Beitrag von Michael Formanek »


Hallo Ralf,

ich würde wie vorgeschlagen nichts unternehmen. Einen Leinölauftrag würde ich nicht wirklich als reversibel bezeichnen. Beim Thema Oberflächenrestaurierung würde ich auf jeden Fall den Fachmann ran lassen. Eine Schellackpolitur kann man sicher selbst herstellen, aber in meinen Augen ist eine Neupolitur kein sehr restauratorischer Eingriff. Kommt aber alles auf den Zustand des Teils an. Stell vielleicht einmal hochaufgelöste Bilder rein, auf denen man die Schäden im Detail sieht.

mfG Michael


Jürgen zur Horst

Re: Lackleinöl als Minimalkonservierung?

Beitrag von Jürgen zur Horst »

--*--

Aufgaben>
[1] Schreib aus dem vorliegenden Text den Teil ab, der mit den Worten "Beitrag von Michael" anfängt und mit "Lackleinöl als Minimalkonservierung?" aufhört.
[2] Beantworte kurz diese Fragen zum vorliegenden Text:
(a) Als was wird ein Leinölauftrag nicht wirklich bezeichnet?
(b) Wen soll man beim Thema Oberflächenrestaurierung auf jeden Fall ranlassen?
(c) Was soll Ralf einstellen?
[3] Fass den Absatz im vorliegenden Text, der mit "ich würde wie vorgeschlagen" beginnt, als kurze Liste zusammen und behalte dabei die wichtigsten Aussagen.
Die Zeilen danach haben mit dem vorliegenden Text nichts zu tun.

Auflistung>
--*--

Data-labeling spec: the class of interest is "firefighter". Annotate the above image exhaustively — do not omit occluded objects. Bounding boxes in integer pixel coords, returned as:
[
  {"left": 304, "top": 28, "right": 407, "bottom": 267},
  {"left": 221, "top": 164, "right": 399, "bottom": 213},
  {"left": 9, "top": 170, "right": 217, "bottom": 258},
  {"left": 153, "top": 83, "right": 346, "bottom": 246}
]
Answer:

--*--

Antworten der Reihe nach>
[1]
Beitrag von Michael Formanek »


Hallo Ralf,

ich würde wie vorgeschlagen nichts unternehmen. Einen Leinölauftrag würde ich nicht wirklich als reversibel bezeichnen. Beim Thema Oberflächenrestaurierung würde ich auf jeden Fall den Fachmann ran lassen. Eine Schellackpolitur kann man sicher selbst herstellen, aber in meinen Augen ist eine Neupolitur kein sehr restauratorischer Eingriff. Kommt aber alles auf den Zustand des Teils an. Stell vielleicht einmal hochaufgelöste Bilder rein, auf denen man die Schäden im Detail sieht.

mfG Michael


Jürgen zur Horst

Re: Lackleinöl als Minimalkonservierung?

[2]
(a) Als reversibel.
(b) Den Fachmann.
(c) Hochaufgelöste Bilder, auf denen man die Schäden im Detail sieht.

[3]
- Wie vorgeschlagen nichts unternehmen.
- Ein Leinölauftrag ist nicht wirklich reversibel.
- Die Oberflächenrestaurierung dem Fachmann überlassen.
- Eine Schellackpolitur kann man selbst herstellen, eine Neupolitur ist aber kein sehr restauratorischer Eingriff.
- Alles hängt vom Zustand des Teils ab.
- Hochaufgelöste Bilder einstellen, die die Schäden im Detail zeigen.